DIRECTIONS >>
1. According to the distracted driving article, how many people were killed in 2014 in motor vehicle crashes involving distracted drivers?
2. Rewrite the paragraph of the distracted driving article that begins "One of the lives lost" as a shorter paragraph, keeping its main facts.
3. Write the next part of the distracted driving article, picking up after its last paragraph.

By: Alexander C. Trueblood, Attorney
April is Distracted Driving Awareness Month, and to celebrate, the National Highway Transit Safety Administration has been shaming distracted drivers on Twitter. With all the social media savvy one would expect of a federal government agency, the NHTSA is fighting distracted driving one tweet at a time – by replying to tweets from users who admit to texting (or tweeting/snapping/Facebooking/etc.) and driving with responses ranging from friendly corrections to snarky comebacks featuring a surprising knowledge of late-1990s video games. Setting aside the fact that our tax dollars are now hard at work crafting snappy comebacks to anonymous twitter users like @drunkcollegekid, there’s actually a valuable lesson to learn from the NHTSA’s distraction-shaming campaign.
Distracted driving is an epidemic, and it comes with a terrible cost – both financially, and more importantly, in human lives. In 2014 alone, 3,179 people were killed and 431,000 were injured in motor vehicle crashes involving distracted drivers nationwide. That’s almost a thousand more Americans killed than in the entirety of the war in Afghanistan.
One of the lives lost to distracted driving was that of 21 year old Casey Feldman. In July of 2009, Casey, a senior at Fordham University, was walking through a crosswalk on the way to her summer job when she was struck and killed by a distracted driver. Channeling their grief into action, Casey’s family created a foundation in her memory with the goal of saving lives in Casey’s name by ending distracted driving. Casey’s father Joel Feldman has spoken to nearly 400 schools and other organizations about the dangers and costs of distracted driving, as well as what can be done to prevent it.

DATASET RECORDS >>
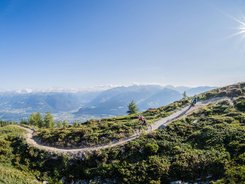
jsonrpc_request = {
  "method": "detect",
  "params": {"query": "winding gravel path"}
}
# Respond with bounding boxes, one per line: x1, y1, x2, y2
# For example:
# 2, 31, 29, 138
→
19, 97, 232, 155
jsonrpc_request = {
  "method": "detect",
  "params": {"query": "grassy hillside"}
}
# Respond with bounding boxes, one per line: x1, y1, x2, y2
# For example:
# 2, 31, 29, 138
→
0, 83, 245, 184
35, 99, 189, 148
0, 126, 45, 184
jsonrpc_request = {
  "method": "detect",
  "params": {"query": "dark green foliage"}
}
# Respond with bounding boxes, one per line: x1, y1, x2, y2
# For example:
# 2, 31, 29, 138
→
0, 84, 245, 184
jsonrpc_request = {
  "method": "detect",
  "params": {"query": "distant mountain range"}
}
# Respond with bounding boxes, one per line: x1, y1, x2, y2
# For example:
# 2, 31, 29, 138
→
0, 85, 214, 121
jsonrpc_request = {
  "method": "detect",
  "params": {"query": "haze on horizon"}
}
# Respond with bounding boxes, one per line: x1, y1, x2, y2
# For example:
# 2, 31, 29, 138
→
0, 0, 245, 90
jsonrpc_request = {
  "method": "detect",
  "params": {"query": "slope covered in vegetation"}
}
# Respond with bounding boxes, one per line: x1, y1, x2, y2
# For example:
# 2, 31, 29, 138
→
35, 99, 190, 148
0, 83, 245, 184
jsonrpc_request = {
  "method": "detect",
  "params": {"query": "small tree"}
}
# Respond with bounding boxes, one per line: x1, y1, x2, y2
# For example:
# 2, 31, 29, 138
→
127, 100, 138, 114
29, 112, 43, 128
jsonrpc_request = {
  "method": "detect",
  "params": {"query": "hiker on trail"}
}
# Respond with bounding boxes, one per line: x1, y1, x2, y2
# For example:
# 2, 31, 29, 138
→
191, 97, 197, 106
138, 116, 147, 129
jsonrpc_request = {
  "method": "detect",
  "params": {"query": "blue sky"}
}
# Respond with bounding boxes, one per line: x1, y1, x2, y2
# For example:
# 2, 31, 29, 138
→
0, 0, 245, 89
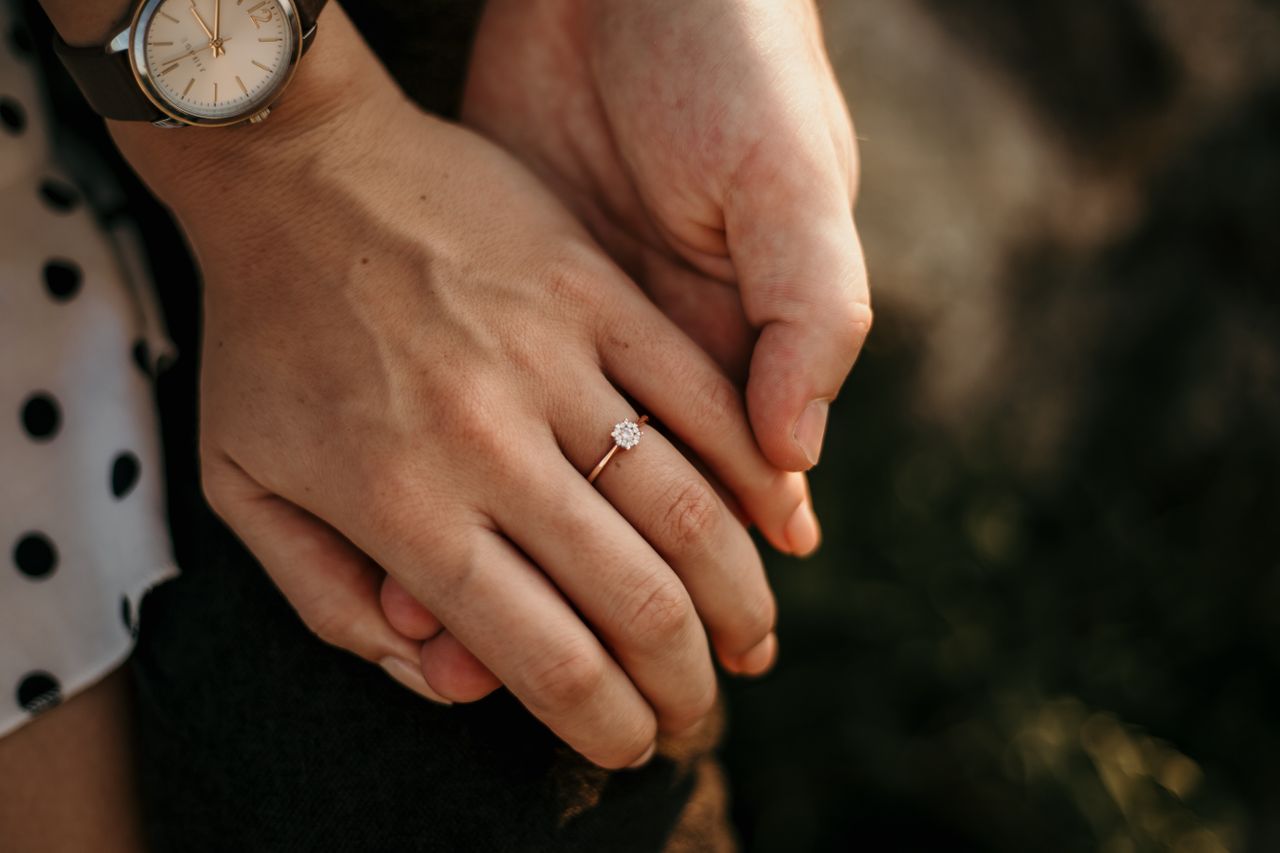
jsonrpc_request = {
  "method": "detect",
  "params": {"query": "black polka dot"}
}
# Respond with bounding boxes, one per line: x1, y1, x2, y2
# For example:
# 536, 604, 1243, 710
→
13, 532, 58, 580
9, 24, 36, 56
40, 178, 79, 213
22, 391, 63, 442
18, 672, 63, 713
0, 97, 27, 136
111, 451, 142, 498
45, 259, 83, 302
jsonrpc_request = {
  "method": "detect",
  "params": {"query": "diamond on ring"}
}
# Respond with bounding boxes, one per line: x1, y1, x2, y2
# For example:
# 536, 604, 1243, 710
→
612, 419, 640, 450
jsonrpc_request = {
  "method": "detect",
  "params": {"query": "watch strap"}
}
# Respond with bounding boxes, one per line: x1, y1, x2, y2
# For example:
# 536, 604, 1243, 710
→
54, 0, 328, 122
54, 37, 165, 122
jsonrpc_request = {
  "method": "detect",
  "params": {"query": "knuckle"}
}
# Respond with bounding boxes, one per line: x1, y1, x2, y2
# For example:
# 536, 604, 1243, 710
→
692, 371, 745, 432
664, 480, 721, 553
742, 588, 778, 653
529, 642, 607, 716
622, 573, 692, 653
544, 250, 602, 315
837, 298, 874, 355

RESPONSES TO THE EXERCISE >>
1. 3,179 people.

2. In July 2009, Casey Feldman, a 21-year-old Fordham University senior, was struck and killed by a distracted driver while walking through a crosswalk to her summer job. Her family started a foundation in her memory to end distracted driving. Her father, Joel Feldman, has spoken to nearly 400 schools and other organizations about its dangers, its costs, and how to prevent it.

3.
Do Your Part
There are plenty of resources available online for preventing and raising awareness of distracted driving. But the most important tool for stopping distracted driving is common sense. Keep your eyes on the road and off your phone, and if you’re a passenger, make sure the driver does too. It’s simple, it’s easy, and it could save a life. Or, in the words of the NHTSA, “tell bae to hand it over, and #justdrive. It’s just not worth it.”
Attorneys at Cohen & Malad, LLP have been litigating claims for people injured as a result of distracted driving for many years. If you have been injured as a result of another person’s distracted driving, contact us to learn about your legal rights and options or call me directly at 317-636-6481.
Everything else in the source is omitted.